[[ Excerpted text open ]]

Smugness + wrongness = Esquire

Esquire gets the facts of the Cornhusker Kickback wrong:

Thanks [Ann Althouse] for the link, but, seriously, I know there are better things to do in Wisconsin than to be this publicly dim. . .

But this part is seriously hilarious.

We know that the Cornhusker kickback — AKA the Nebraska Compromise — was a deal made by Harry Reid to get the vote of Senator Ben Nelson, the last hold-out among the Democrats. The state of Nebraska got 100% funding for Medicaid, unlike all the other states, so that extra funding to Nebraska approaches vote-buying.

Actually, what we know is that the “Cornhusker kickback” — a rightwing term of art — is not in the Affordable Care Act at all. Scalia was repeating something he heard on his radio or on his TV. It was eliminated before the bill passed. So Scalia was constructing his “hypothetical” around something that is no more part of the ACA than the public option is. He’s just not trying very hard anymore. Neither, apparently, are many of his defenders.

What’s great about this is the height of smugness that this Esquire columnist achieves while getting the facts completely wrong.

[[ Excerpted text closed ]]

_Apply what you read_
1. Revise the stretch of the Cornhusker Kickback post from "But this part" through "Nebraska approaches vote-buying.", putting "Senator Reid" in place of "Harry Reid".
2. Extend the Cornhusker Kickback post with what follows its last sentence.
These records come from a separate source.

[[ Record extracts open ]]

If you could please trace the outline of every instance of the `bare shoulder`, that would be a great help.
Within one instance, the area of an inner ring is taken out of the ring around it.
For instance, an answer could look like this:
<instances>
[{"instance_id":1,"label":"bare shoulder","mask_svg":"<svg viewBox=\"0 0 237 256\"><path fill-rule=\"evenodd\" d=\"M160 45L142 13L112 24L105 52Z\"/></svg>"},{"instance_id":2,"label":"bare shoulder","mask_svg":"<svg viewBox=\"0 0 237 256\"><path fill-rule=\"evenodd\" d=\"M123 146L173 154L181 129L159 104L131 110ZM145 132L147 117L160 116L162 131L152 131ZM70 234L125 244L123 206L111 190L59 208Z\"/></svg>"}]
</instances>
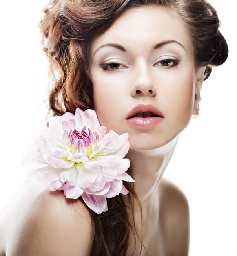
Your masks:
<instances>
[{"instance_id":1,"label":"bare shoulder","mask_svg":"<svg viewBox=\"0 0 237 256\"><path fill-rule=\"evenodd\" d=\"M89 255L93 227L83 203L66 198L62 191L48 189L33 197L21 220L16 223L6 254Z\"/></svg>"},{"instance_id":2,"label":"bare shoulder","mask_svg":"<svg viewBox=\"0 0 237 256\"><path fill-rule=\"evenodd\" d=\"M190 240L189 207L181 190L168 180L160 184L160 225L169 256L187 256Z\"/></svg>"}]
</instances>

[[ Record extracts closed ]]
[[ Record extracts open ]]

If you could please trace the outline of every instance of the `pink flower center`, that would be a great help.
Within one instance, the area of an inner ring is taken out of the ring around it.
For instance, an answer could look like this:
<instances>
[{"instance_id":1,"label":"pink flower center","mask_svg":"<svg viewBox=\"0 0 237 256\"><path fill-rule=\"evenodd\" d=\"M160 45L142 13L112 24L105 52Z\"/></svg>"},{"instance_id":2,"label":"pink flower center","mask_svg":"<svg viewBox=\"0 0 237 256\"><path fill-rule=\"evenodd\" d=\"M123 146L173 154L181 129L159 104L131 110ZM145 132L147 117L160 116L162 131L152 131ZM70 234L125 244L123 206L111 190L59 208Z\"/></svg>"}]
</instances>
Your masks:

[[ Record extracts closed ]]
[[ Record extracts open ]]

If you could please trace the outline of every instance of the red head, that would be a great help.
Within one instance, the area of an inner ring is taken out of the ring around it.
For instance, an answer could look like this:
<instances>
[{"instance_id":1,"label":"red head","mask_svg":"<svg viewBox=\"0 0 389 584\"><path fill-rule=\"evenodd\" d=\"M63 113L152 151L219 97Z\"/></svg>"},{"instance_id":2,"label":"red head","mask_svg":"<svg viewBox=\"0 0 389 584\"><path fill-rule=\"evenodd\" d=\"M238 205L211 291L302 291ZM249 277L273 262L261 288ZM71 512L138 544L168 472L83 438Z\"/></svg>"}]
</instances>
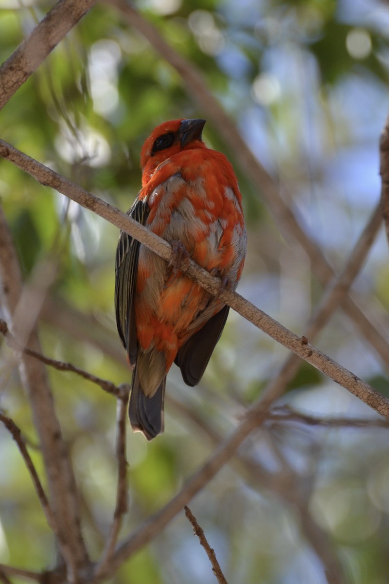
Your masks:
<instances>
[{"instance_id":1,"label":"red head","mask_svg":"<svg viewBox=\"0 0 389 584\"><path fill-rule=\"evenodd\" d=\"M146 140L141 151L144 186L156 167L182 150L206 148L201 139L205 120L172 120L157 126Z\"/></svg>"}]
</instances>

[[ Record extracts closed ]]

_Answer section_
1.
But this part is seriously hilarious.

We know that the Cornhusker kickback — AKA the Nebraska Compromise — was a deal made by Senator Reid to get the vote of Senator Ben Nelson, the last hold-out among the Democrats. The state of Nebraska got 100% funding for Medicaid, unlike all the other states, so that extra funding to Nebraska approaches vote-buying.

2.
In fact, the Cornhusker Kickback was not eliminated before the bill passed. It was part of the Senate bill that the Democrats were not able to amend because Scott Brown has been elected. As a result, the House had to pass precisely the Senate bill. The House also passed a second bill (the “reconciliation sidecar” it was called) that removed the Cornhusker Kickback and some other provisions unpalatable to House Democrats (such as taxes on high value health plans favored by unions). The second bill passed the Senate under reconciliation (so only fifty-one votes were required) and amended the first bill.

Moreover, every single thing that Althouse wrote in that quote was accurate: The Kickback was a deal made between Reid and Nelson to buy Nelson’s vote, and it would have given Nebraska 100% funding for Medicaid.

The only reason the Kickback isn’t part of the law now is it was so outrageous that Democrats had to repeal it. Nevertheless, less-publicized special provisions for at least five other states are still in the law.

When you mock someone’s command of the facts, you would do well to get the facts straight yourself.

POSTSCRIPT: If I wanted to be smug, I would also correct his use of the phrase “term of art”, but I’ll let that go.